## REQUIREMENTS
Please copy everything from the line containing "target: chancel ceiling" down to the line containing "378 800 L 463", both lines included, from the records below. Reproduce these lines character for character and give nothing else.

## DATA SHOWN
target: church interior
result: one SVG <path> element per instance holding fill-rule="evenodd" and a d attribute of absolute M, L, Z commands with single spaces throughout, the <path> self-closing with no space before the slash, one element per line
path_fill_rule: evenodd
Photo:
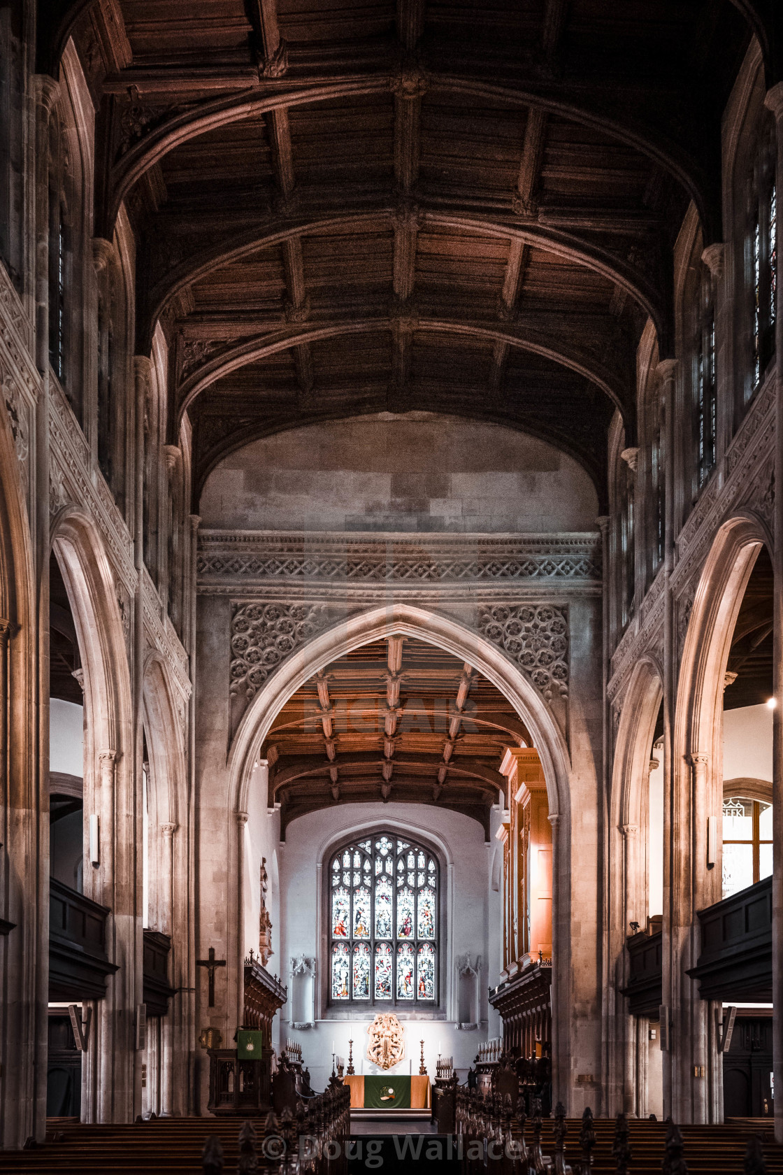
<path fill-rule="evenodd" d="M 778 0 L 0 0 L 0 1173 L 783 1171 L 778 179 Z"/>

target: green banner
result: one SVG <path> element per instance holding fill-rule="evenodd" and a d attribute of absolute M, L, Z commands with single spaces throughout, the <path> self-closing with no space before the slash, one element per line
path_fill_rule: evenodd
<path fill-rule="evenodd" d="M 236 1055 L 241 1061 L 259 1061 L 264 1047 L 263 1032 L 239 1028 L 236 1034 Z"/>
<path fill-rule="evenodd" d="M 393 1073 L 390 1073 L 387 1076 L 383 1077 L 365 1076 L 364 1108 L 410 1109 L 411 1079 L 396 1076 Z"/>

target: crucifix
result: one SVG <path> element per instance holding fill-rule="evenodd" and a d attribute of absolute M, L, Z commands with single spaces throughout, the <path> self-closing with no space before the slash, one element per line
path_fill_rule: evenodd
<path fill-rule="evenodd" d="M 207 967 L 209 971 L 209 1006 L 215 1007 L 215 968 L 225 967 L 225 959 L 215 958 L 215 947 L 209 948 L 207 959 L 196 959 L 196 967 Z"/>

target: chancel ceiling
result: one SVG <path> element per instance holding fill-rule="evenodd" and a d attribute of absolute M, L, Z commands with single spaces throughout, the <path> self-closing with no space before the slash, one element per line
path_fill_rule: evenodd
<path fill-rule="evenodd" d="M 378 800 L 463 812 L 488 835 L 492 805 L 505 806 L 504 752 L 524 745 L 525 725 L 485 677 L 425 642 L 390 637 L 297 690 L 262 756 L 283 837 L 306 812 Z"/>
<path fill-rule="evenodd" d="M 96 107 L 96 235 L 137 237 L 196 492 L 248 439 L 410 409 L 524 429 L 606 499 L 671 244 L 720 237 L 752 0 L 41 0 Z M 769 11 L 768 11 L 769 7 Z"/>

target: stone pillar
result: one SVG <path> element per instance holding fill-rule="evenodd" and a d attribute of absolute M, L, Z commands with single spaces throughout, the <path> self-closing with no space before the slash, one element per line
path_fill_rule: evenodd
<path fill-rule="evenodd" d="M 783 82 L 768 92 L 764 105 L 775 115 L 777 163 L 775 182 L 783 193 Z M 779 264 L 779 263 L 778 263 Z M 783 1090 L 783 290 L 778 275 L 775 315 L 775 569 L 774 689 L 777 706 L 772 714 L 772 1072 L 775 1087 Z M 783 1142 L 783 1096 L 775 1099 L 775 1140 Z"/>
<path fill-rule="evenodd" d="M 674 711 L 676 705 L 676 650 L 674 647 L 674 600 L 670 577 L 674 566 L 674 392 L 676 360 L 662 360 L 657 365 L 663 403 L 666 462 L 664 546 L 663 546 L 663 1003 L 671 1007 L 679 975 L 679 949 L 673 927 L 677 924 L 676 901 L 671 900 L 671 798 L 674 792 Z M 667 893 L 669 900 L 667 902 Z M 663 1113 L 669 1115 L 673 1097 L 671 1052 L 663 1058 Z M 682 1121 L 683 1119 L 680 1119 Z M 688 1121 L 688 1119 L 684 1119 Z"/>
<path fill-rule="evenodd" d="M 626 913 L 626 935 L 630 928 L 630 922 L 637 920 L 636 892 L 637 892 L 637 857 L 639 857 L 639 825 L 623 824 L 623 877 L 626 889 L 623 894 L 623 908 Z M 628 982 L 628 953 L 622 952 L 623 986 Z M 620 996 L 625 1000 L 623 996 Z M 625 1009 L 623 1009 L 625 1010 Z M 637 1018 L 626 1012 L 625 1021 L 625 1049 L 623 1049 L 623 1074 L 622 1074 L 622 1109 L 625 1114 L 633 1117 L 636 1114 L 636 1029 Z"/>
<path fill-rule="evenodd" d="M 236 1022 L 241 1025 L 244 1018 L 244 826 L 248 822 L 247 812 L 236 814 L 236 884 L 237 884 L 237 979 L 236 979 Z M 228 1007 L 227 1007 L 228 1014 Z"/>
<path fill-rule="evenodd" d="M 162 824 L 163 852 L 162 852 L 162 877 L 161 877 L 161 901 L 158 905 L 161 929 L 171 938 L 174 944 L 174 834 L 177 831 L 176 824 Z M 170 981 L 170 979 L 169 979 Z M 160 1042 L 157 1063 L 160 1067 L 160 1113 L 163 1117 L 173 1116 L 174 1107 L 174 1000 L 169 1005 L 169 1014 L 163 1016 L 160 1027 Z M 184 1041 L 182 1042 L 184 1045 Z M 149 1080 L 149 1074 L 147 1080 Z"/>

...

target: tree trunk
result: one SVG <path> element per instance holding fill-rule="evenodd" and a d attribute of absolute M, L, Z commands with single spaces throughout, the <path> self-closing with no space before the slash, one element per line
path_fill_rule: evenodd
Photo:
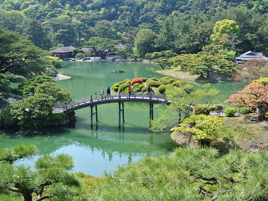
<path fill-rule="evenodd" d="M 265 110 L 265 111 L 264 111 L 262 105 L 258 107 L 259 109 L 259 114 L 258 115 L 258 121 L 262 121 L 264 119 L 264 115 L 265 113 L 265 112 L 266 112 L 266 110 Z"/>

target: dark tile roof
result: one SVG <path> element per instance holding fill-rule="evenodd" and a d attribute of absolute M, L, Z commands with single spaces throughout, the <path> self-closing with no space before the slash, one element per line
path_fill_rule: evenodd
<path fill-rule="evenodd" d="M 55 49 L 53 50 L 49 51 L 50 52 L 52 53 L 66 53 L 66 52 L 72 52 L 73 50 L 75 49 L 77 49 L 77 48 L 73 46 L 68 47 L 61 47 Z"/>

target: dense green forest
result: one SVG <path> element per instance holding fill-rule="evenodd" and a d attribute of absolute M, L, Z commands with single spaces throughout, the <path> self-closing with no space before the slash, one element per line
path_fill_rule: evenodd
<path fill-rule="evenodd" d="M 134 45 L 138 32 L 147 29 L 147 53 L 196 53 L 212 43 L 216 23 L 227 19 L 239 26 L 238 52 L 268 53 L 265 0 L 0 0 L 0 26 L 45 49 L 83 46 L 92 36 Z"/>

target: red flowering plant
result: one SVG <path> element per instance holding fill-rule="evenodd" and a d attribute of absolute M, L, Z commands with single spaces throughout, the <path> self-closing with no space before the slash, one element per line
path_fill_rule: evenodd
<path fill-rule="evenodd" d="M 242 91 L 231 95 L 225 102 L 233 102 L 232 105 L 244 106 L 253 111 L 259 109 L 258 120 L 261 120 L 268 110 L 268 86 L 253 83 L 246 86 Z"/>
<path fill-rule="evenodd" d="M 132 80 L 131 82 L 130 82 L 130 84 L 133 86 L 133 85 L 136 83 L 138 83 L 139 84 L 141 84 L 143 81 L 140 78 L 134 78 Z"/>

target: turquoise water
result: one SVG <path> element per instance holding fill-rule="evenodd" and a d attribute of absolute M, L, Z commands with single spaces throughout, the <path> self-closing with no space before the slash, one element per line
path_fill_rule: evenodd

--

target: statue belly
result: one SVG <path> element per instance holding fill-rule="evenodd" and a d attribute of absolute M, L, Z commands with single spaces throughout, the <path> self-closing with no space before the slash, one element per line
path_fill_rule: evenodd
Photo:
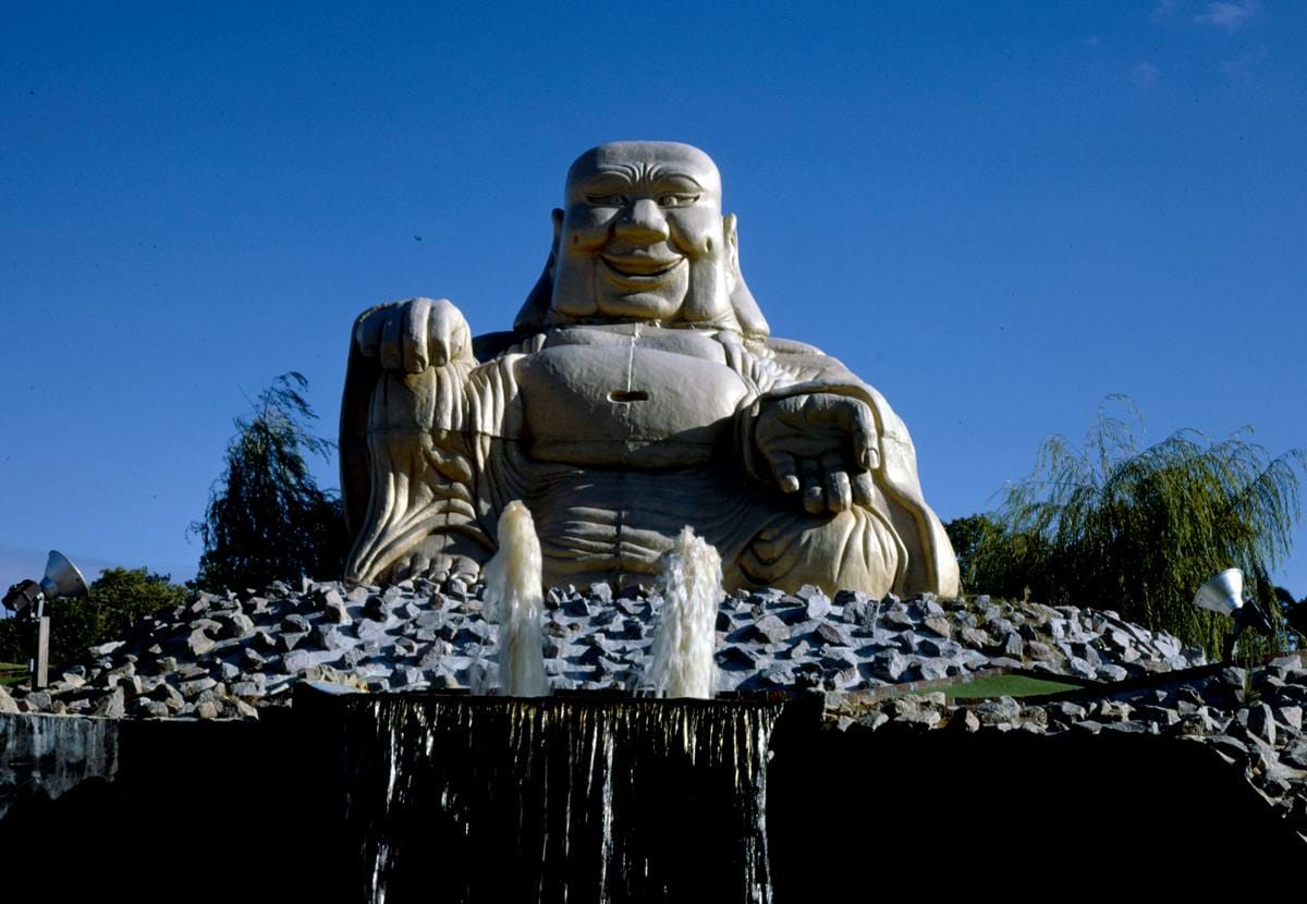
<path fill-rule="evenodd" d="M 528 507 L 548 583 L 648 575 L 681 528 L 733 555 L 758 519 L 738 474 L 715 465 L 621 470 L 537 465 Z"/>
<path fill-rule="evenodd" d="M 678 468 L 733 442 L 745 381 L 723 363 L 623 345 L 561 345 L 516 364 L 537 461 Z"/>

## ANSWER FOR THIS EXERCISE
target: chancel ceiling
result: one SVG <path> element per instance holding fill-rule="evenodd" and a d attribute of absolute M, L, Z commands with single spaces throughout, the <path> self-closing with no space before the slash, one element per line
path_fill_rule: evenodd
<path fill-rule="evenodd" d="M 378 800 L 463 812 L 488 835 L 492 805 L 505 806 L 504 752 L 524 745 L 525 725 L 485 677 L 425 642 L 390 637 L 297 690 L 262 756 L 283 837 L 306 812 Z"/>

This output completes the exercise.